→ Requirement
Once you find the line in the listing below that contains "Task: pick out one point on every instance of the patterned", copy it and every following line exactly, stopping at the end.

*** Supplied data Section Begins ***

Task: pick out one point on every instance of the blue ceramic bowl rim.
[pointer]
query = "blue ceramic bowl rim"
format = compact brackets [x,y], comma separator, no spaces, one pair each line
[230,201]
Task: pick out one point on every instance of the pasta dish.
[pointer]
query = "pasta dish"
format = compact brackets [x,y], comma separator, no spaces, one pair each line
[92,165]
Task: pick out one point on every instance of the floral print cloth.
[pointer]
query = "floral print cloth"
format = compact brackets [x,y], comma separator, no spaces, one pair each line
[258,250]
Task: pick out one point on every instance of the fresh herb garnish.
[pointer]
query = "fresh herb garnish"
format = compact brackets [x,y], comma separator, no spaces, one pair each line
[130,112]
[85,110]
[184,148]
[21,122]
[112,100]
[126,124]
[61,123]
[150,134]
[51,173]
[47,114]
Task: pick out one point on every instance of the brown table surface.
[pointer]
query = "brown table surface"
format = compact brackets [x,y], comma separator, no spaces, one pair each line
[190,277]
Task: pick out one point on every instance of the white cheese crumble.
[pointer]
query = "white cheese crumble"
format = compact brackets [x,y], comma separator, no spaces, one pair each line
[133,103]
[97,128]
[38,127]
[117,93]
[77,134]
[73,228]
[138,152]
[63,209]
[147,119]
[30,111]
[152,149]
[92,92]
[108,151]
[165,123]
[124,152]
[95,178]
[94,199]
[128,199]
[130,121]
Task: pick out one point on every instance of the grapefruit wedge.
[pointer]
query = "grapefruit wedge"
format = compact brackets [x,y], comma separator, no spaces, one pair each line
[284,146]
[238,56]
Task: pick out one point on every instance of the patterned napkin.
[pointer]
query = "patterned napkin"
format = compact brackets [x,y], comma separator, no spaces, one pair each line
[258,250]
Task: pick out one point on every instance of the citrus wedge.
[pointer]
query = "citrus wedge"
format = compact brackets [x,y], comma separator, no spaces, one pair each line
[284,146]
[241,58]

*** Supplied data Section Ends ***

→ Output below
Task: pick out one point on every instance of the patterned napkin.
[pointer]
query = "patterned napkin"
format = compact brackets [x,y], comma separator, no spaces, one pair each line
[258,250]
Task: pick out one point on every instance of the citrus wedge.
[pointer]
query = "citrus wedge"
format = compact brackets [x,y], comma separator, no spaces, one pair each line
[284,146]
[241,58]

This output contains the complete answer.